→ Request:
Copy the material below word for word, with nothing changed or left out.

→ Stored rows:

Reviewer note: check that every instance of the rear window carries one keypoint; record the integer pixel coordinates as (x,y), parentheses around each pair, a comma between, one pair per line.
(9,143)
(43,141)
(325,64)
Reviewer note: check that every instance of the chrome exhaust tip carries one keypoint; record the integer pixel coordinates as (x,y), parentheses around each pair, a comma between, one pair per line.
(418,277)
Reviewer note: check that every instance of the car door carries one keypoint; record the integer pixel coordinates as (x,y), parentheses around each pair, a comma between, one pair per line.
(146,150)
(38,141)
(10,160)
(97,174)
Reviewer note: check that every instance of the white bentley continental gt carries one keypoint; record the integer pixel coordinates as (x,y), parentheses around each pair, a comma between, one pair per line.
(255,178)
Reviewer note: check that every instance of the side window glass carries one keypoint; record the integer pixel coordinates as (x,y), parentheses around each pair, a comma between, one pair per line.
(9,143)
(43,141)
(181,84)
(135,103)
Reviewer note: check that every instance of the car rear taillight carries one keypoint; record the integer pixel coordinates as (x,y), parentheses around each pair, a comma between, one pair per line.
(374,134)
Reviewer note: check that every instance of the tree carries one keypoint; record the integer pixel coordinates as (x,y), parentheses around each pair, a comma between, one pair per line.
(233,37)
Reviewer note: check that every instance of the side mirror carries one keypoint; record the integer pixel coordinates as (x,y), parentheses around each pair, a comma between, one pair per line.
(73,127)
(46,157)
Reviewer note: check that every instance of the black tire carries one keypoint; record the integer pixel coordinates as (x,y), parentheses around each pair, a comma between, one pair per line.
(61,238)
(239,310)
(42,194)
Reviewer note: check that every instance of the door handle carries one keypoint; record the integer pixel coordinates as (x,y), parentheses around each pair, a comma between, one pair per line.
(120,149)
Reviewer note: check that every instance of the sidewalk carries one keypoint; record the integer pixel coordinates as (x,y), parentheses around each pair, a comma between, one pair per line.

→ Answer to the task:
Reviewer note: check that every instance of the rear window carries one keypoint; record the integer pixel coordinates as (x,y), parentheses around each pair, a comma between, one pair per line.
(9,143)
(43,141)
(325,64)
Reviewer note: check that every instance of the chrome exhaust tip carries one keypoint; record the integer pixel coordinates as (x,y), parentheses around each pair, a comma between, one pair per line.
(418,277)
Reviewer note: check that every instance of the car door carries one keypoint; record the integer pixel coordinates as (x,y), parentheses around each pair, a comma between, one pair per line.
(146,150)
(38,141)
(10,160)
(97,174)
Reviewer note: check that every instance of the white bentley continental gt carries one keypoint; record the integer pixel coordinates as (x,y), parentheses around each pair, a comma between, one pair per line.
(255,178)
Reviewer note: check that every instance of the side window glass carries one keypoint; record the integer pixel coordinates as (x,y), parentheses around each pair, a comma between, one pair per line.
(9,143)
(43,141)
(181,84)
(135,103)
Reviewer note: check that every instance of the car rear taillight carries one keypoint; record the integer pixel coordinates as (x,y), parentheses around each pair, a comma between, one pair per line.
(374,134)
Reviewer note: check that every instance of the tree carries one keypoint; record the integer pixel coordinates as (x,y), parentheses around each pair, a comma between, one pair per line.
(233,37)
Reviewer note: check that every instance of the side mirror carries one keypoint; record the integer pixel coordinates as (x,y), parentheses around each pair, a comma between, one pair per line.
(73,127)
(46,157)
Reviewer note: check that every instance of the black tire carries one keypoint; record the integer pixel coordinates as (x,y), parentheses around each pair, a comma between, one pair per line.
(61,238)
(239,310)
(42,194)
Reviewer note: check that every instance of the door handle carries one keypoint; record the integer pixel coordinates as (x,y), parentheses around each pair, a comma between, one pair per line.
(120,149)
Reviewer note: check that every instance of the sidewalk carries one keypoint; record the integer pixel coordinates as (x,y), parentheses around each pair, a comma between, one pair per line.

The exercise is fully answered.